* Start Materials provided *

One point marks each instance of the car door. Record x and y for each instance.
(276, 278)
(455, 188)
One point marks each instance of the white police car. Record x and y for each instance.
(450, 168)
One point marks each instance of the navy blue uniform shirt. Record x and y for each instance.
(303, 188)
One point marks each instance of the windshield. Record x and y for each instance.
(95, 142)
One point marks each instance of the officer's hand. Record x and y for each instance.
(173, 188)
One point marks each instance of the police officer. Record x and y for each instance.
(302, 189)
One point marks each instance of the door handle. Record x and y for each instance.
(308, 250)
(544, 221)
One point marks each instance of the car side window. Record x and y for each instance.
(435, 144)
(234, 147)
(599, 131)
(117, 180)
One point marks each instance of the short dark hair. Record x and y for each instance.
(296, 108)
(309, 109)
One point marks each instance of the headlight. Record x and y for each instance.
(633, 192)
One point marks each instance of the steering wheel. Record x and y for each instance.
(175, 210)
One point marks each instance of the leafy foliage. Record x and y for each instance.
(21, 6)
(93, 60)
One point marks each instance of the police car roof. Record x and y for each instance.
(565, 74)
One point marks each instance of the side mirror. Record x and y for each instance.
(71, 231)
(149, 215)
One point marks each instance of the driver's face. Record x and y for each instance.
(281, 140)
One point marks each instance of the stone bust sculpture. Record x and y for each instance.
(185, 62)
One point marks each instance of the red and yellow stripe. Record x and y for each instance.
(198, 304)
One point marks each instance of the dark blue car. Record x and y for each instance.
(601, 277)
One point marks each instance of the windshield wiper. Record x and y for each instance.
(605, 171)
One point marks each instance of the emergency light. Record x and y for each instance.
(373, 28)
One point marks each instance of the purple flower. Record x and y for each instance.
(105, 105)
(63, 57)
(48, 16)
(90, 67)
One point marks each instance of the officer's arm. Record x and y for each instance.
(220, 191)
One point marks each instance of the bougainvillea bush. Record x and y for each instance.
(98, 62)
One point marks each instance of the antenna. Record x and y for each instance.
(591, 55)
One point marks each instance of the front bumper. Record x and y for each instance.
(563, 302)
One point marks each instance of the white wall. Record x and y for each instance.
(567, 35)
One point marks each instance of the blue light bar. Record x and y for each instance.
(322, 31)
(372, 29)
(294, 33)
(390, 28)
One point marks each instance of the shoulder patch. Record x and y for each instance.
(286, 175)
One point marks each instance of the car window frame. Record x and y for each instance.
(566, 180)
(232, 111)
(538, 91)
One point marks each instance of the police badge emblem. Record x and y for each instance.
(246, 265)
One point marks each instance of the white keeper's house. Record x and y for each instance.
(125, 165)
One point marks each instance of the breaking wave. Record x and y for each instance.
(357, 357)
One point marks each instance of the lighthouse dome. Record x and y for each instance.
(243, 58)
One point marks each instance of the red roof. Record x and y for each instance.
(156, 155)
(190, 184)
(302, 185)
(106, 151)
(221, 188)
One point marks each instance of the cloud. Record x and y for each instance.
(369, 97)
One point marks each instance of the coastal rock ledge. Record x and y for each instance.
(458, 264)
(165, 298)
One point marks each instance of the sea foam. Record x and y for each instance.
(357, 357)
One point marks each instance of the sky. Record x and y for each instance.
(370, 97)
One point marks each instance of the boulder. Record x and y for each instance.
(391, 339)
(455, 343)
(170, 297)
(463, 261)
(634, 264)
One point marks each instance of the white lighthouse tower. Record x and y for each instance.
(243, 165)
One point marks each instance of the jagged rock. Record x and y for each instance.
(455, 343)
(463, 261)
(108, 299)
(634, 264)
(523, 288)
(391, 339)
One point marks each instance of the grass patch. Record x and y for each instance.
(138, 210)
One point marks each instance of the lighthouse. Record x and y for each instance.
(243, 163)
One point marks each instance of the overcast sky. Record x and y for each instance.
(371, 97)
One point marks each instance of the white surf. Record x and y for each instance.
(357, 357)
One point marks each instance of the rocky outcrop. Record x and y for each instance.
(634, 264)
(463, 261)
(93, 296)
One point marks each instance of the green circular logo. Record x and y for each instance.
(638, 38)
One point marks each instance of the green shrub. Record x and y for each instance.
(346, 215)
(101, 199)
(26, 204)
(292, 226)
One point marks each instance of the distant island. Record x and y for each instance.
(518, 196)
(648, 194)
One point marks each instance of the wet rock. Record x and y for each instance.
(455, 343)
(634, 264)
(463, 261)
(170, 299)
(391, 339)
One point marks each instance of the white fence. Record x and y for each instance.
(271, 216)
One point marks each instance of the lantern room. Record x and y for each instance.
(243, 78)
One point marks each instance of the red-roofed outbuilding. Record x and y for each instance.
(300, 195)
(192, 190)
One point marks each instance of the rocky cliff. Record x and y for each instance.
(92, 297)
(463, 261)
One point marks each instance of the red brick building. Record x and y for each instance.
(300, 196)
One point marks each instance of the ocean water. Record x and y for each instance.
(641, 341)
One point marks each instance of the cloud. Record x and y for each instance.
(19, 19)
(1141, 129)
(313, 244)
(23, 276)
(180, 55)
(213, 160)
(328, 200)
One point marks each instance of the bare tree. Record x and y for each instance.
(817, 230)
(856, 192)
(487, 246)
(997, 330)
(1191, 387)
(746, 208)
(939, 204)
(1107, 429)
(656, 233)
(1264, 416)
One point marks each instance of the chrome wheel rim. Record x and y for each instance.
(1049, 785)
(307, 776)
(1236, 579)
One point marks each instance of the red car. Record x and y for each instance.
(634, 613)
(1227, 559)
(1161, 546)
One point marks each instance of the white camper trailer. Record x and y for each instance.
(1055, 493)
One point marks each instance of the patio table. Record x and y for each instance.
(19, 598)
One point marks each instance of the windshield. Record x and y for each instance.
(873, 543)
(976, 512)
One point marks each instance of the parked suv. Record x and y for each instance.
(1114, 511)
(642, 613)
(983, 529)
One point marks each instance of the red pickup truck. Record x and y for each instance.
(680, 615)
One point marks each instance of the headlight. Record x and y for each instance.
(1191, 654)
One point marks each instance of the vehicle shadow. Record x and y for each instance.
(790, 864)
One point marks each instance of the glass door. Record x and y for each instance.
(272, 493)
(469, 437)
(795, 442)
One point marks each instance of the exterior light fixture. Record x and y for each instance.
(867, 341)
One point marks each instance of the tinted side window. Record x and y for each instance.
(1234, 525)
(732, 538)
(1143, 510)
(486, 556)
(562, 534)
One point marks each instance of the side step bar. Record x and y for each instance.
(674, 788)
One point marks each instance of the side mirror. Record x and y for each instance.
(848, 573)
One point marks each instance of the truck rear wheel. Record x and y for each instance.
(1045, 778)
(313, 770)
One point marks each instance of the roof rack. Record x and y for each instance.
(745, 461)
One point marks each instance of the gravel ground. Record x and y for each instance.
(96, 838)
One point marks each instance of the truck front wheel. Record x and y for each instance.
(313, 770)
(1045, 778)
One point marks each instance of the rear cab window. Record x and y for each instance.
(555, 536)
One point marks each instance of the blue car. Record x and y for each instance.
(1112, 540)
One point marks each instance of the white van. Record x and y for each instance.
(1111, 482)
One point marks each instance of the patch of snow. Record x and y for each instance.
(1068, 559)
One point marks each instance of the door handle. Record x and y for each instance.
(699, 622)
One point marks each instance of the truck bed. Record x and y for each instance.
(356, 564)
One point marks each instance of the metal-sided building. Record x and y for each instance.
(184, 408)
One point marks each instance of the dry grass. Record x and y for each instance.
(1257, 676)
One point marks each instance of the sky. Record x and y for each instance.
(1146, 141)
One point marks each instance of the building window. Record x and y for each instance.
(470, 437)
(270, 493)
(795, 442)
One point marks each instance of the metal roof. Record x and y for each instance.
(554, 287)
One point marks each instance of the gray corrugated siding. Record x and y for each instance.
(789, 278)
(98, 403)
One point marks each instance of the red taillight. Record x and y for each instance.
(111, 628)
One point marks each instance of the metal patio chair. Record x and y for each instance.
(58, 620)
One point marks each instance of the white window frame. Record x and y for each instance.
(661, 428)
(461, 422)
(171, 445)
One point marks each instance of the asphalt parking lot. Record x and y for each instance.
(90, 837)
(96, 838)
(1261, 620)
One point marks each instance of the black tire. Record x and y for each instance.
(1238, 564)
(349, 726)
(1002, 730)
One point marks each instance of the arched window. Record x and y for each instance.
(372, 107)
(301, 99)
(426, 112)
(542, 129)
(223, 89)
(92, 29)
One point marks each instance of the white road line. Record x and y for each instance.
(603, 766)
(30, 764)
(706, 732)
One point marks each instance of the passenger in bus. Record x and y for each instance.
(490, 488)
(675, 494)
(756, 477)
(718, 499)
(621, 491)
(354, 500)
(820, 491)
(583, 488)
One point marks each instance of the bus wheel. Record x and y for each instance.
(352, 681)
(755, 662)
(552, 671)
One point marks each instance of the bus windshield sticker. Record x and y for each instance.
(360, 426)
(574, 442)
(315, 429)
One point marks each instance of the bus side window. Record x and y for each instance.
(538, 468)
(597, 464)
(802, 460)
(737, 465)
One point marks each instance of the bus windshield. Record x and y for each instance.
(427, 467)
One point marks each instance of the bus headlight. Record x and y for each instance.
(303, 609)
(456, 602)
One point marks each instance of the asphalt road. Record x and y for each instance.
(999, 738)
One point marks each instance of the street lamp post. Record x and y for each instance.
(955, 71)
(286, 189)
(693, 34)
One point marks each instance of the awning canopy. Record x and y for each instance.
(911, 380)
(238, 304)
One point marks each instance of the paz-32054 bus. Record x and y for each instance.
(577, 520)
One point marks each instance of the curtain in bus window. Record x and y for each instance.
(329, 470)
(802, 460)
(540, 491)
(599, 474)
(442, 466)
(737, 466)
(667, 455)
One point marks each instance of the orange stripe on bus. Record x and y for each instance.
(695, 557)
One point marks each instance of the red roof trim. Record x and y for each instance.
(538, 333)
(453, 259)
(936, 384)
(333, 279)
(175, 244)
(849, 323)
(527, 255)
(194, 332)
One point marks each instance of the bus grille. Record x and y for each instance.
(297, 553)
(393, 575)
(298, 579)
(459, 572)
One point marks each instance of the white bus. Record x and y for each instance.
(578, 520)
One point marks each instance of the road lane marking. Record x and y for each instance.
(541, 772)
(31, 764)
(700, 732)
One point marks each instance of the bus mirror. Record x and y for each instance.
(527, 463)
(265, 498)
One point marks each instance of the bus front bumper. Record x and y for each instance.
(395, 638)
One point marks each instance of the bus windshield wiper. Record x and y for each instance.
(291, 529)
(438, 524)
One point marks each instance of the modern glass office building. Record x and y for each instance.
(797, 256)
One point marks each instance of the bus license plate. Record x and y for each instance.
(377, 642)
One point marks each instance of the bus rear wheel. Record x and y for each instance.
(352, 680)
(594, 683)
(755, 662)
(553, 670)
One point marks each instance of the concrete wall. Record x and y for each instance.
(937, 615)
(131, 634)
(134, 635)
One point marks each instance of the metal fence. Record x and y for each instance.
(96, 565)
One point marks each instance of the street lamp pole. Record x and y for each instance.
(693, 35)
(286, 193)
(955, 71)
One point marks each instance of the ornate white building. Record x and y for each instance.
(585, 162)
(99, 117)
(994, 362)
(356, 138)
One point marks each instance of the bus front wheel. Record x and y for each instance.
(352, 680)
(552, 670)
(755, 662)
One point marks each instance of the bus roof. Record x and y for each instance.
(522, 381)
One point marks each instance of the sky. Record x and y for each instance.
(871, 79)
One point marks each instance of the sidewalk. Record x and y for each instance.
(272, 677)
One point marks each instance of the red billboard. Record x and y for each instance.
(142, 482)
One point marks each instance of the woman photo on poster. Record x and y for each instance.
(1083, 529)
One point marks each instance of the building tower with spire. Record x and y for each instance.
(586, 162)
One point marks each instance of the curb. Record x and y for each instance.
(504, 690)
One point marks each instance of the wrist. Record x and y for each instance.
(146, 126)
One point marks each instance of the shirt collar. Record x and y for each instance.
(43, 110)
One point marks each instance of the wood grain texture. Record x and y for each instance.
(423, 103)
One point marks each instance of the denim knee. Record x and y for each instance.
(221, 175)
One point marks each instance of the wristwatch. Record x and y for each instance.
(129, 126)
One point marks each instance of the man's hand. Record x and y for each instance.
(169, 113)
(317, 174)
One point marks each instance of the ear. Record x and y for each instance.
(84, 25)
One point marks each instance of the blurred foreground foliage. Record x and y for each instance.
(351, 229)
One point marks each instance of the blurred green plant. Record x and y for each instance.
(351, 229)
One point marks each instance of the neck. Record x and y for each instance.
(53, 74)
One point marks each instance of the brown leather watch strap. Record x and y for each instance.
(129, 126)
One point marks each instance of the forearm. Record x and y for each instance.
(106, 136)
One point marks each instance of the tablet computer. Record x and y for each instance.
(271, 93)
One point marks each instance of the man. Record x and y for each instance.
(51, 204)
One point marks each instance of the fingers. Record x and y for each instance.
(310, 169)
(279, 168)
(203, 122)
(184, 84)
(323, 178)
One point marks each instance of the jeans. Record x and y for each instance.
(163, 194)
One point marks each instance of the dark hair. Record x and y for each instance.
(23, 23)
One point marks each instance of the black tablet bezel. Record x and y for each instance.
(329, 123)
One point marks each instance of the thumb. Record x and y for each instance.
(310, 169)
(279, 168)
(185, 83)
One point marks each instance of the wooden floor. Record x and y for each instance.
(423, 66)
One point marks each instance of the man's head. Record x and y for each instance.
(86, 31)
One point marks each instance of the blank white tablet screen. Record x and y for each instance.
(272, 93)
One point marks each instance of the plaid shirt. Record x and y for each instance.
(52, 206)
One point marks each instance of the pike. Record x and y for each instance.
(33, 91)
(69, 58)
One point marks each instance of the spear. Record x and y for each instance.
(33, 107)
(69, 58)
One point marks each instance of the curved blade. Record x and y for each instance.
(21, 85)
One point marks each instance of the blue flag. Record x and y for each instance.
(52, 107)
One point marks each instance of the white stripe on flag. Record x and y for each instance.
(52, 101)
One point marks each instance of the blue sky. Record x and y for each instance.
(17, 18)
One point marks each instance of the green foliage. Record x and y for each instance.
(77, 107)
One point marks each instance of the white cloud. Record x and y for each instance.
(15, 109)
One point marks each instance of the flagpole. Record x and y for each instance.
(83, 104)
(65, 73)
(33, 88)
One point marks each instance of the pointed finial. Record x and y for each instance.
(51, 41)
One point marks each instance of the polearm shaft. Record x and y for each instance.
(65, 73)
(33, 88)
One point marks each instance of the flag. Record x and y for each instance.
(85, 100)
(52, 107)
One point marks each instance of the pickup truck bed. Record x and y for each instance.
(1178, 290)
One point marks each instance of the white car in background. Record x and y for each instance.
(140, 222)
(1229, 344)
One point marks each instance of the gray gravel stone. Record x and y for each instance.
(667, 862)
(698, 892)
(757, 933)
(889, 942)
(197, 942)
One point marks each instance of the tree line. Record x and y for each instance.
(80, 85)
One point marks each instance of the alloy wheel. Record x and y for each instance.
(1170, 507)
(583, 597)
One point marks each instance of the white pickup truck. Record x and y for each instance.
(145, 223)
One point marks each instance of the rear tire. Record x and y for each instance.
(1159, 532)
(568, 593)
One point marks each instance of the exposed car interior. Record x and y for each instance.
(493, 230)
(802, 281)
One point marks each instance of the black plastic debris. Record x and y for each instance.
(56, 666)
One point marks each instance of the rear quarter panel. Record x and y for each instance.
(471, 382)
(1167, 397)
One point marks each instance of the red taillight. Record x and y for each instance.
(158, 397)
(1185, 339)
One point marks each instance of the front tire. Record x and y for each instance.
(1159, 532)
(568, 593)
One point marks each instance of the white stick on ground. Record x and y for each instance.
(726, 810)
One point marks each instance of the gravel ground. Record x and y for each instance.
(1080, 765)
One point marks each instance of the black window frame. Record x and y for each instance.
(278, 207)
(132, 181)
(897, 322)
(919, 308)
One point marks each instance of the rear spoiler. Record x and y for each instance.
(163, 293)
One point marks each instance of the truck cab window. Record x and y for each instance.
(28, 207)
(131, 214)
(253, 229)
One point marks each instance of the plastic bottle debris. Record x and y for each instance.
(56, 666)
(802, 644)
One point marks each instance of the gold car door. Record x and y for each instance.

* End Materials provided *

▶ **Task instructions**
Quote exactly and only the lines from the one holding "One point marks each instance of the pickup" through the end of the data.

▶ **Response below**
One point marks each instance of the pickup truck bed. Record x and y for each instance.
(1178, 290)
One point marks each instance of the white car in background. Record x and y for each instance.
(140, 222)
(1229, 344)
One point marks each instance of the gray gravel stone. Record x and y for each instance.
(667, 862)
(698, 892)
(757, 933)
(889, 942)
(197, 942)
One point marks each instance of the tree line. Record x and y for each instance.
(80, 85)
One point marks each instance of the alloy wheel. Record x and y for each instance.
(1170, 507)
(583, 597)
One point marks each instance of the white pickup truck. Record x and y for each instance.
(145, 223)
One point marks each instance of the rear tire. Record x and y for each instance.
(1159, 532)
(568, 593)
One point marks each instance of the exposed car interior. Record x and y for each instance.
(493, 230)
(802, 281)
One point marks each instance of the black plastic debris. Record x and y for each instance.
(56, 666)
One point marks each instance of the rear quarter panel. Record x and y for each instance.
(471, 382)
(1167, 397)
One point marks each instance of the red taillight. Record x and y for each instance.
(158, 397)
(1185, 339)
One point marks each instance of the front tire. Record x and y for each instance.
(1159, 532)
(568, 593)
One point marks each instance of the white stick on ground. Record x and y for each instance.
(726, 810)
One point marks each instance of the gravel ground. Record x and y for each instance.
(1080, 765)
One point marks each instance of the black window frame. Record x and y for each instance.
(278, 207)
(132, 181)
(897, 322)
(919, 308)
One point marks each instance of the rear spoiler. Record x and y for each instance.
(163, 293)
One point marks each instance of the truck cab window. Record x and y for each instance.
(28, 207)
(131, 214)
(253, 229)
One point marks each instance of the plastic bottle debris. Record x and y for each instance.
(56, 666)
(802, 644)
One point marks each instance of the gold car door. Record x and y for each instance.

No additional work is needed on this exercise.